Task instructions: Would you print out every entry exactly as given?

(Extracted records)

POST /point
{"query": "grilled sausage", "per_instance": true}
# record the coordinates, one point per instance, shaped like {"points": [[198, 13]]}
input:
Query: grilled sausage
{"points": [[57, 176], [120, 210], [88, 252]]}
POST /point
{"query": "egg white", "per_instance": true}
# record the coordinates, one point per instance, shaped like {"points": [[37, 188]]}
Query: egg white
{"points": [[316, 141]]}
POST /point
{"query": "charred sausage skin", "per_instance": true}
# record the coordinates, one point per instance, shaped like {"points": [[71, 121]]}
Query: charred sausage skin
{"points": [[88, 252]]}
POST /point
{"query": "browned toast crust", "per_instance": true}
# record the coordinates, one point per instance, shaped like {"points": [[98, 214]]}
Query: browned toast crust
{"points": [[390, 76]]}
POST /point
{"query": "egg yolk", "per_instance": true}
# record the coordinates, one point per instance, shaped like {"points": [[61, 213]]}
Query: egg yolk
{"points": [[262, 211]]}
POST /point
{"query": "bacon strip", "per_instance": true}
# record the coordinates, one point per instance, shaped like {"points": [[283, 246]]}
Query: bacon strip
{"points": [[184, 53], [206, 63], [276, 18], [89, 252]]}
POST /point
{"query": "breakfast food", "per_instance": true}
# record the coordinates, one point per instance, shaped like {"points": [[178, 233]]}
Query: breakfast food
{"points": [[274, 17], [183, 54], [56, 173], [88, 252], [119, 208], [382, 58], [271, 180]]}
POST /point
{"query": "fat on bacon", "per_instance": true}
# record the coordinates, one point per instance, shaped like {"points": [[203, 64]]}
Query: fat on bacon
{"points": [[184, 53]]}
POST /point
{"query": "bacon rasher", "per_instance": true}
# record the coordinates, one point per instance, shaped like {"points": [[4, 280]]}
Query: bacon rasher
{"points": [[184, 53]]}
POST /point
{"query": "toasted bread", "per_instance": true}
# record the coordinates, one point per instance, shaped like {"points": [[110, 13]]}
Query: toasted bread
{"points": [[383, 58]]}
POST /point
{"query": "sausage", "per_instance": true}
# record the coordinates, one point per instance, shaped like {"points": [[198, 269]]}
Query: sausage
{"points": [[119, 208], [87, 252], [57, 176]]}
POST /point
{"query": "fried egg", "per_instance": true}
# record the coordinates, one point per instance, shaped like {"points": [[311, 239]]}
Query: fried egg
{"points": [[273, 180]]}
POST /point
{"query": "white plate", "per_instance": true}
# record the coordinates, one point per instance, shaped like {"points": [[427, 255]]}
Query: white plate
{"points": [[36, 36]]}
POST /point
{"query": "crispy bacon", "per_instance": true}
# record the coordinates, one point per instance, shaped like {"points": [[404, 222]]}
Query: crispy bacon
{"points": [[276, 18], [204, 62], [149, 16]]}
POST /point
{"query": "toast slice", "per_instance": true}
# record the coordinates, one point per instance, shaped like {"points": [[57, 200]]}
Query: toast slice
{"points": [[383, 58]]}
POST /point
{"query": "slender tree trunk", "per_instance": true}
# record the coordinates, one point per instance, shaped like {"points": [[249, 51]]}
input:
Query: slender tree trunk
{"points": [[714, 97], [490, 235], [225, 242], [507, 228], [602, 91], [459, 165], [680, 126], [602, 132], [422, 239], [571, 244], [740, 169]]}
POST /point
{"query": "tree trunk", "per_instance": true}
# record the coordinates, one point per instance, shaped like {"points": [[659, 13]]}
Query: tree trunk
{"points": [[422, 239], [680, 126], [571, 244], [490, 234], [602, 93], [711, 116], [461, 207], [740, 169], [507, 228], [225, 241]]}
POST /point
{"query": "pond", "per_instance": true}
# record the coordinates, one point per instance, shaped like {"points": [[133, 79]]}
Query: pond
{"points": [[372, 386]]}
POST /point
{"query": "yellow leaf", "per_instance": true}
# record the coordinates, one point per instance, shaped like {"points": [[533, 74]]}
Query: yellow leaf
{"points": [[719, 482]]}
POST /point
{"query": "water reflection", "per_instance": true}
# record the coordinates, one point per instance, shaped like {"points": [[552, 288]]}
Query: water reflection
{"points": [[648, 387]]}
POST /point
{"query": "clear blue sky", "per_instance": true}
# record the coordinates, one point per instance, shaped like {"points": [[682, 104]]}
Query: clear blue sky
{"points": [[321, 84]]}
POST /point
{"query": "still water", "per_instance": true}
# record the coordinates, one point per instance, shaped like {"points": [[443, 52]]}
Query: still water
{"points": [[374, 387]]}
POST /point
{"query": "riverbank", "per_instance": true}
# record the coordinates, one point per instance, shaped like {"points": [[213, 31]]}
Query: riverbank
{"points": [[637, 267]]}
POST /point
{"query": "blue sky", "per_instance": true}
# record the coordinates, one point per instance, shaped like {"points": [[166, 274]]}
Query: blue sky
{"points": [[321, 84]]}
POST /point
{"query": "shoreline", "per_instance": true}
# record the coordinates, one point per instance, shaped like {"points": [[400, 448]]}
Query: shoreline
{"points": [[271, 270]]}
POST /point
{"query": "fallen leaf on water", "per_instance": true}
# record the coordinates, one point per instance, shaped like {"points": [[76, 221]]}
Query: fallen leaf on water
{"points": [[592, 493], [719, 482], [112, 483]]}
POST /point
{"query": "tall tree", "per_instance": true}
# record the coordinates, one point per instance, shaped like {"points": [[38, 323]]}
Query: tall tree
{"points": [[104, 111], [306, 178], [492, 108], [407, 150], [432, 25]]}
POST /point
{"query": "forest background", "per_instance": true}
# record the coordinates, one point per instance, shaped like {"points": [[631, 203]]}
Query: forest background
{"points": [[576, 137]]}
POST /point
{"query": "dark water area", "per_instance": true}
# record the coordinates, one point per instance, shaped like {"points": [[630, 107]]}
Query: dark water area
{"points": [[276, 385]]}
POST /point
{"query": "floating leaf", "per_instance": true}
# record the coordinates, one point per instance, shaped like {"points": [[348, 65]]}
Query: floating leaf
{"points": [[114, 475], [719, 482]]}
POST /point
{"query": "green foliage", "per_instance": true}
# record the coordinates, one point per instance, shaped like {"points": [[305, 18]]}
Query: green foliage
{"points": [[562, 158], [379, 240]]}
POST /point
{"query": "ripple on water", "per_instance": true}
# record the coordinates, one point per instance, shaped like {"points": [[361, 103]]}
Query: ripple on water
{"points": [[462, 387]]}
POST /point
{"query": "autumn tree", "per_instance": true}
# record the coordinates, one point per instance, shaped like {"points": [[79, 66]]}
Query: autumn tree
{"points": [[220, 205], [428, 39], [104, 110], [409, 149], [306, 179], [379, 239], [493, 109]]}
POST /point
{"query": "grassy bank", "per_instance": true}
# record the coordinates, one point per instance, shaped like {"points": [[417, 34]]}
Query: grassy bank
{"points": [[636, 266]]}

Result:
POST /point
{"query": "grilled sausage", "per_instance": true}
# record the coordinates, one point per instance, shaped like {"points": [[198, 13]]}
input:
Query: grilled sausage
{"points": [[57, 176], [120, 210], [88, 252]]}
POST /point
{"query": "egg white", "per_instance": true}
# record the coordinates, one point per instance, shaped like {"points": [[37, 188]]}
Query: egg white
{"points": [[316, 141]]}
POST /point
{"query": "charred sausage skin", "per_instance": true}
# record the coordinates, one point per instance, shaped like {"points": [[71, 121]]}
Query: charred sausage skin
{"points": [[88, 252]]}
POST /point
{"query": "browned toast crust", "per_instance": true}
# record the coordinates, one point per instance, shaped like {"points": [[98, 214]]}
Query: browned toast crust
{"points": [[390, 76]]}
POST /point
{"query": "egg yolk", "per_instance": true}
# record the coordinates, one point per instance, shaped like {"points": [[61, 213]]}
Query: egg yolk
{"points": [[262, 211]]}
POST /point
{"query": "bacon strip", "per_instance": true}
# record the coordinates, one point per instance, shaped like {"points": [[283, 246]]}
Query: bacon strip
{"points": [[184, 53], [206, 63], [276, 18], [89, 252]]}
POST /point
{"query": "breakfast food", "per_instance": true}
# record the coordinates, one point per instance, shaped like {"points": [[178, 233]]}
Query: breakfast food
{"points": [[274, 17], [183, 54], [56, 173], [88, 252], [119, 208], [382, 58], [271, 180]]}
POST /point
{"query": "fat on bacon", "per_instance": true}
# record the coordinates, one point per instance, shaped like {"points": [[203, 64]]}
Query: fat on bacon
{"points": [[184, 53]]}
POST /point
{"query": "bacon rasher", "per_instance": true}
# record the coordinates, one point per instance, shaped like {"points": [[4, 280]]}
Query: bacon rasher
{"points": [[184, 53]]}
POST /point
{"query": "toasted bread", "per_instance": true}
# record the coordinates, one point per instance, shaped like {"points": [[110, 13]]}
Query: toasted bread
{"points": [[383, 58]]}
POST /point
{"query": "sausage", "per_instance": true}
# record the coordinates, one point per instance, shaped like {"points": [[198, 269]]}
Query: sausage
{"points": [[119, 208], [87, 252], [57, 176]]}
POST /point
{"query": "fried egg", "per_instance": true}
# record the coordinates, one point per instance, shaped like {"points": [[311, 239]]}
Query: fried egg
{"points": [[273, 180]]}
POST /point
{"query": "white plate", "per_instance": true}
# record the coordinates, one point per instance, shaped like {"points": [[427, 255]]}
Query: white plate
{"points": [[36, 36]]}
POST /point
{"query": "crispy bacon", "per_instance": true}
# record the coordinates, one point per instance, shaped like {"points": [[404, 222]]}
Query: crispy bacon
{"points": [[276, 18], [204, 62], [149, 16]]}
POST /point
{"query": "toast slice", "per_instance": true}
# record the coordinates, one point per instance, shaped like {"points": [[57, 200]]}
Query: toast slice
{"points": [[383, 58]]}
POST /point
{"query": "slender tree trunk", "per_instance": true}
# record the coordinates, one point per instance, shaped like {"points": [[249, 51]]}
input:
Query: slender tree trunk
{"points": [[714, 97], [490, 235], [225, 242], [507, 228], [602, 91], [459, 165], [680, 126], [602, 132], [422, 239], [571, 244], [740, 169]]}
POST /point
{"query": "tree trunk", "per_instance": true}
# record the coordinates, one point per instance, shaped like {"points": [[659, 13]]}
Query: tree trunk
{"points": [[422, 239], [680, 126], [571, 244], [490, 234], [602, 93], [711, 116], [461, 207], [740, 169], [507, 228], [225, 241]]}
POST /point
{"query": "pond", "per_instance": true}
# record the coordinates, one point per instance, shaped like {"points": [[133, 79]]}
Query: pond
{"points": [[372, 386]]}
POST /point
{"query": "yellow leaf", "per_instance": true}
# record the coordinates, one point per instance, shaped like {"points": [[533, 74]]}
Query: yellow leaf
{"points": [[719, 482]]}
POST /point
{"query": "water reflection", "per_instance": true}
# record the coordinates, one point per instance, shaped like {"points": [[552, 288]]}
Query: water reflection
{"points": [[648, 387]]}
POST /point
{"query": "clear blue sky", "per_instance": true}
# record the coordinates, one point per instance, shaped like {"points": [[682, 104]]}
Query: clear blue sky
{"points": [[321, 84]]}
POST /point
{"query": "still water", "per_instance": true}
# record the coordinates, one point per instance, shaped like {"points": [[443, 52]]}
Query: still water
{"points": [[374, 387]]}
POST /point
{"query": "riverbank", "per_instance": true}
# record the coordinates, one point per instance, shaped like {"points": [[213, 31]]}
Query: riverbank
{"points": [[637, 267]]}
POST /point
{"query": "blue sky", "per_instance": true}
# record the coordinates, one point per instance, shaped like {"points": [[166, 274]]}
Query: blue sky
{"points": [[321, 84]]}
POST /point
{"query": "shoreline", "per_instance": true}
# record the coordinates, one point per instance, shaped like {"points": [[400, 448]]}
Query: shoreline
{"points": [[271, 270]]}
POST /point
{"query": "fallen leaf on water", "per_instance": true}
# record the coordinates, one point per instance, shaped like {"points": [[76, 221]]}
Query: fallen leaf on water
{"points": [[592, 493], [719, 482], [112, 483]]}
POST /point
{"query": "tall tree", "per_instance": true}
# record the coordinates, one point per instance, shaped like {"points": [[38, 323]]}
Query: tall tree
{"points": [[104, 111], [306, 178], [492, 108], [407, 150], [432, 25]]}
POST /point
{"query": "forest background", "per_instance": true}
# record the coordinates, one point per instance, shaped like {"points": [[631, 203]]}
Query: forest background
{"points": [[576, 137]]}
POST /point
{"query": "dark water area", "per_instance": true}
# record the coordinates, one point per instance, shaped like {"points": [[630, 107]]}
Query: dark water area
{"points": [[276, 385]]}
POST /point
{"query": "floating leaf", "per_instance": true}
# record the coordinates, one point per instance, shaped like {"points": [[348, 65]]}
Query: floating leaf
{"points": [[114, 475], [719, 482]]}
POST /point
{"query": "green foliage", "per_instance": true}
# record the coordinates, one point per instance, shaped like {"points": [[305, 18]]}
Query: green foliage
{"points": [[562, 158], [379, 240]]}
POST /point
{"query": "ripple on water", "per_instance": true}
# record the coordinates, one point per instance, shaped like {"points": [[361, 103]]}
Query: ripple on water
{"points": [[462, 387]]}
POST /point
{"query": "autumn tree", "per_instance": true}
# record the coordinates, one point per instance, shaped like {"points": [[79, 66]]}
Query: autumn tree
{"points": [[220, 205], [428, 39], [104, 110], [409, 149], [306, 179], [379, 239], [493, 109]]}
POST /point
{"query": "grassy bank", "per_instance": true}
# record the coordinates, one point per instance, shaped like {"points": [[417, 34]]}
Query: grassy bank
{"points": [[636, 266]]}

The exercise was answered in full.